### [WORK ORDER]
Every line below that carries the word "tower" needs to be copied.

### [PROVIDED RECORDS]
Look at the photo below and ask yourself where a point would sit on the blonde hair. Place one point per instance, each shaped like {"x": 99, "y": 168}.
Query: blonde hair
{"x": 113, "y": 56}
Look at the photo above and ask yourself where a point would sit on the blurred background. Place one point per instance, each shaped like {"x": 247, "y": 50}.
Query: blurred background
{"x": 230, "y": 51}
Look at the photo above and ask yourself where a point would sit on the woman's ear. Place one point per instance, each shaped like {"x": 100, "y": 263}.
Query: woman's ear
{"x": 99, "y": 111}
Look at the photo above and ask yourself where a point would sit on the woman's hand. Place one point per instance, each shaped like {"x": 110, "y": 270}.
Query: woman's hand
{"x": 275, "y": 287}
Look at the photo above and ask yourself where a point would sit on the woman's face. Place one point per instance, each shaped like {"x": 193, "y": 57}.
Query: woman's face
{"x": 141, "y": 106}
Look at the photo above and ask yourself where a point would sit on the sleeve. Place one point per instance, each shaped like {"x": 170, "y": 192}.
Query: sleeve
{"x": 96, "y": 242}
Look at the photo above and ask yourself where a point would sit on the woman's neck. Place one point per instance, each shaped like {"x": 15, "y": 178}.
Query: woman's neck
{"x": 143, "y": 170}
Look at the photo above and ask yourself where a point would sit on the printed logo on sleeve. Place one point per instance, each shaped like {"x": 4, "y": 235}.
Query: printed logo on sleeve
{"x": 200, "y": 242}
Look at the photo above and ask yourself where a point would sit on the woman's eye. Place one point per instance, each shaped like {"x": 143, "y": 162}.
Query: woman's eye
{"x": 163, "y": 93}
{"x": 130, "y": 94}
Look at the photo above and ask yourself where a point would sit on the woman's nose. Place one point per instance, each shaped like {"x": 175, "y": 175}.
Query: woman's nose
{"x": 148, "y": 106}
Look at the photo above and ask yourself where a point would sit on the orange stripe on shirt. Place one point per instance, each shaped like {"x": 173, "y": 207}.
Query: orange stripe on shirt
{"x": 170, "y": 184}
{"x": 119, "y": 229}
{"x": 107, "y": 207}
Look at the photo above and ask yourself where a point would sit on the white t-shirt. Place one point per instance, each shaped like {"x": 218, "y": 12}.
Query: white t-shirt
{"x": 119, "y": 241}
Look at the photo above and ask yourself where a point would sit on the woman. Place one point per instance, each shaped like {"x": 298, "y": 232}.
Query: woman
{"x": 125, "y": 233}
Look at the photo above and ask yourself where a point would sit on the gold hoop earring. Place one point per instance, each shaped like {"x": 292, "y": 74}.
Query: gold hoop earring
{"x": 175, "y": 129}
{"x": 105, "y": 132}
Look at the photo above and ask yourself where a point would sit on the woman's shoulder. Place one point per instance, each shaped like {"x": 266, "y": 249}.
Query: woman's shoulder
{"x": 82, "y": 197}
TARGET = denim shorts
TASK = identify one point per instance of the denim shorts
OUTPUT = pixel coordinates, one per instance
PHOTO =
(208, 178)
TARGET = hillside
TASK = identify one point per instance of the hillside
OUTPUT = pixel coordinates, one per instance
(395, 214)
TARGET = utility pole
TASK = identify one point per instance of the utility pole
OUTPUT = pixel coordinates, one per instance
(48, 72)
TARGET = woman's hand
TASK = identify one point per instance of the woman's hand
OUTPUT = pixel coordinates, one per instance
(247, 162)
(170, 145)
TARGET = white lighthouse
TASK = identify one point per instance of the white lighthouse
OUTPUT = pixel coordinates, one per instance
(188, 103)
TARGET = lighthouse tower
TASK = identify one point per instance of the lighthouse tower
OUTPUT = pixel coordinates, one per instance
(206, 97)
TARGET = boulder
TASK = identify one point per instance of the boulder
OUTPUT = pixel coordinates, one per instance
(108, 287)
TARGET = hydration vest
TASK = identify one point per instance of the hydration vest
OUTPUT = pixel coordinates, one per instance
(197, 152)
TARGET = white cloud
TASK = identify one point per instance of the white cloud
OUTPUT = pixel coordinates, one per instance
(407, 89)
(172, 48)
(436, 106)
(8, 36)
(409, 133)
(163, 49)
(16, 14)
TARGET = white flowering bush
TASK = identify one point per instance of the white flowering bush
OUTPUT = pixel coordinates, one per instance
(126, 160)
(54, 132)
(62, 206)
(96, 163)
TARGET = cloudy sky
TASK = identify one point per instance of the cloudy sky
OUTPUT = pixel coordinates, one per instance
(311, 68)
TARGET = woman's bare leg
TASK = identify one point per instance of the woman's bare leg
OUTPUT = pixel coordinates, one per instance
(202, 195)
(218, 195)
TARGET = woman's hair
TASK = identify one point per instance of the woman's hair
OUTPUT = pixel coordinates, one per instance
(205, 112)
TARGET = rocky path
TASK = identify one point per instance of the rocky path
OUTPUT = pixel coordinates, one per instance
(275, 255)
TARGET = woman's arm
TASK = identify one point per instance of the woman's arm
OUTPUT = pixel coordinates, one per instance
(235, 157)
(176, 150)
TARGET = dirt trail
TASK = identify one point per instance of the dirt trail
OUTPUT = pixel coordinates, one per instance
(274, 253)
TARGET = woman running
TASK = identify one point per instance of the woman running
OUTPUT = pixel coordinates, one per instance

### [TASK RESPONSE]
TARGET = lighthouse tower
TASK = identify one point per instance of the lighthouse tower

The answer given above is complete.